Data extracted from a collection
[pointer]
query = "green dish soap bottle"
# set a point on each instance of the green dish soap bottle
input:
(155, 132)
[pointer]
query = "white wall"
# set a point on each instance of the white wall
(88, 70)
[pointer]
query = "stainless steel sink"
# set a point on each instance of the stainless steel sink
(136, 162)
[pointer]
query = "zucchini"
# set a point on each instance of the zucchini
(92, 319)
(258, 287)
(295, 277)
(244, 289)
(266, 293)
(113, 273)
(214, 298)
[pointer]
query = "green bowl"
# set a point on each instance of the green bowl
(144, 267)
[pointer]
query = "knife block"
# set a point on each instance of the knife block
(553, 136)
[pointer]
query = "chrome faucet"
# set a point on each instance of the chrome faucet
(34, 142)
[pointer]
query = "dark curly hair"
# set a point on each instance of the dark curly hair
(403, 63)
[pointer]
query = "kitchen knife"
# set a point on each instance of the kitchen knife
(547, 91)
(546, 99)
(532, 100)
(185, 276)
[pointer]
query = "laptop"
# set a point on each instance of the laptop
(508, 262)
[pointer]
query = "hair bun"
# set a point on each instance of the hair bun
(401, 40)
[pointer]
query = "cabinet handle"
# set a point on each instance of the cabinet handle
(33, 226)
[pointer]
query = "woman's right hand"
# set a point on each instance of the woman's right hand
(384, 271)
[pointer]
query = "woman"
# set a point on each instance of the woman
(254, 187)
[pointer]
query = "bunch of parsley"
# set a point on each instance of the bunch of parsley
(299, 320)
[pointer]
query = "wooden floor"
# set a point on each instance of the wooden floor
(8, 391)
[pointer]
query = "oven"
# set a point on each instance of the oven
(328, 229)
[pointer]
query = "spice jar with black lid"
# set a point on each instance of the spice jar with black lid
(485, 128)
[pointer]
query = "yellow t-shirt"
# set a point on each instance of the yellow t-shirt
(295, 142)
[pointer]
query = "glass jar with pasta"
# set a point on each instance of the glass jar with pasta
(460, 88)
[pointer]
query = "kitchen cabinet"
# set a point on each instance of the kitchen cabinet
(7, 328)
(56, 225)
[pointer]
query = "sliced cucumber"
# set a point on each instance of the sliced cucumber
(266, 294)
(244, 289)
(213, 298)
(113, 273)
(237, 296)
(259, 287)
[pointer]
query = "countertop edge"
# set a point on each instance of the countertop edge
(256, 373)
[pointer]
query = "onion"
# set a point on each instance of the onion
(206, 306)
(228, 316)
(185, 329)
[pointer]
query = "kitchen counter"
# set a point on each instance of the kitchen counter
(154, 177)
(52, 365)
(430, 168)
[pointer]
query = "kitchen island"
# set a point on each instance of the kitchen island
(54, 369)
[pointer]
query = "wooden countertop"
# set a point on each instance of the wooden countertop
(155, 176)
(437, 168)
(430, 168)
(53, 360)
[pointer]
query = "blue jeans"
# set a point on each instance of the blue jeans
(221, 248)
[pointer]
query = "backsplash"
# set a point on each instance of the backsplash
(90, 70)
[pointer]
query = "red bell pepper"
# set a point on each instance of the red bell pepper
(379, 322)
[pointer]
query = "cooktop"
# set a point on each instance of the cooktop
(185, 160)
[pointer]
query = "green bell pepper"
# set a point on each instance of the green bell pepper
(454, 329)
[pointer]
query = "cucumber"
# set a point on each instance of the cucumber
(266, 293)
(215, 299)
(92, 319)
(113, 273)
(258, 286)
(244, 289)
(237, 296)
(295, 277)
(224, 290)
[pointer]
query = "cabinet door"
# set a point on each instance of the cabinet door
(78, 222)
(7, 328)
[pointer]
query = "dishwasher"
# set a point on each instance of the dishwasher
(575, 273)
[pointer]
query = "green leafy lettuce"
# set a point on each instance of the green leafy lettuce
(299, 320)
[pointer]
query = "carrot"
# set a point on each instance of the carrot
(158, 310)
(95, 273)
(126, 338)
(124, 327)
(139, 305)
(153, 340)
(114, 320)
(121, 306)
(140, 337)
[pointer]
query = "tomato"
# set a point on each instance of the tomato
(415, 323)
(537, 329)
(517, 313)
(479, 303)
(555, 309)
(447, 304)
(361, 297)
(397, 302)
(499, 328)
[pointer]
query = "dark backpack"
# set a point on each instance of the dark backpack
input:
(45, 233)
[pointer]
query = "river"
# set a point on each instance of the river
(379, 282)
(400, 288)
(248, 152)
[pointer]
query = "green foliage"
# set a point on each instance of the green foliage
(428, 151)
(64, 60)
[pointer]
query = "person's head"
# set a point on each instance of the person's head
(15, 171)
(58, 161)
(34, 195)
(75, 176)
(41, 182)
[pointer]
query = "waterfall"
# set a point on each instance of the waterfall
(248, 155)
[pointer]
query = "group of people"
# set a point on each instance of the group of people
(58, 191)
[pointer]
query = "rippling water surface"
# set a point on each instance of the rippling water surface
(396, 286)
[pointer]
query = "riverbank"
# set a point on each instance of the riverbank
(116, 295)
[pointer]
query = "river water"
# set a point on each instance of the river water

> Brief
Only lines that include "soap" belong in the answer; return them from the entries above.

> Expected answer
query = "green dish soap bottle"
# set a point on each instance of the green dish soap bottle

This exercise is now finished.